(Point labeling items)

——

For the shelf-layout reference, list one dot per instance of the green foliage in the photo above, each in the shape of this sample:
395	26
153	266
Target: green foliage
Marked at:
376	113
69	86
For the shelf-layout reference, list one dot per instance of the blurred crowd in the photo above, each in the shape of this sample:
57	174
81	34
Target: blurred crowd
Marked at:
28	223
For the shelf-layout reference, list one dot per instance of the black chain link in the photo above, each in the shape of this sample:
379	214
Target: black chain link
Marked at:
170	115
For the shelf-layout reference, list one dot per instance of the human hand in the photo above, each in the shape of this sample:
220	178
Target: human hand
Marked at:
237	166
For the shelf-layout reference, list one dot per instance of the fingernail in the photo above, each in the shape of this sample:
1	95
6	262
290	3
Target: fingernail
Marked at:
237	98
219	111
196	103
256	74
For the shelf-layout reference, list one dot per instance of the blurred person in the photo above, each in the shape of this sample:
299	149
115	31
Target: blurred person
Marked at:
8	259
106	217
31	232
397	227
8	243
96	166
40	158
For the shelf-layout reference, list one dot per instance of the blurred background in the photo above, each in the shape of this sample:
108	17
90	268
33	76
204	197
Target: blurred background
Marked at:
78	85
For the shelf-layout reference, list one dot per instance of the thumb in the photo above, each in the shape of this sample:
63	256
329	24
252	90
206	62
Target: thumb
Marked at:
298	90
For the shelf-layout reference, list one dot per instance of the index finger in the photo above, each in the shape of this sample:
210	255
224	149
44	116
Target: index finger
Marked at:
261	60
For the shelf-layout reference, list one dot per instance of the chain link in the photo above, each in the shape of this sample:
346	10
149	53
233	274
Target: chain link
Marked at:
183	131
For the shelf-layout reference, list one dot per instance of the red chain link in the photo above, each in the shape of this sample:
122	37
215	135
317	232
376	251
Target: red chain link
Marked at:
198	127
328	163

——

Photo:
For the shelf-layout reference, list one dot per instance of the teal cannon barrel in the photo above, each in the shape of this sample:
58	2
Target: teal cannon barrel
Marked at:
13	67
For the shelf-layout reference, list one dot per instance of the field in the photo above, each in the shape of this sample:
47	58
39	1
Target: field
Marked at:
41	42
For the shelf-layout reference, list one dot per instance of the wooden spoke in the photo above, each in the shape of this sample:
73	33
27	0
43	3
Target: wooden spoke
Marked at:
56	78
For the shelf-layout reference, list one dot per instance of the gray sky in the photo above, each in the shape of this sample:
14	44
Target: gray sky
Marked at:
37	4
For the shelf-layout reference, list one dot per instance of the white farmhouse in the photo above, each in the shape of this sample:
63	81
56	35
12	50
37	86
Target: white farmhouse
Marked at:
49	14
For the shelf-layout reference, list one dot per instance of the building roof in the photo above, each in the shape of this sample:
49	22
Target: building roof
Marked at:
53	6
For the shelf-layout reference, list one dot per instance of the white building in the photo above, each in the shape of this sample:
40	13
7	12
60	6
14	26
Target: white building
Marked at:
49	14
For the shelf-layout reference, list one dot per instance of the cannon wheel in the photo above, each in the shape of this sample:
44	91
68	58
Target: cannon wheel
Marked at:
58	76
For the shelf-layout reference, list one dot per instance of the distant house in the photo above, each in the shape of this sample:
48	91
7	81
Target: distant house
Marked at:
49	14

——

The problem:
Which lines in the items above contain the word "cannon"? Copy each one.

Correct output:
For the shelf-layout reference, list one dot per instance of the teal cannon barrel in the photo above, each in the shape of this sample:
Target: teal cannon barrel
For the shelf-layout reference, list one dot per instance of the cannon wheel in the photo above, each in the shape of this sample:
Target: cannon wheel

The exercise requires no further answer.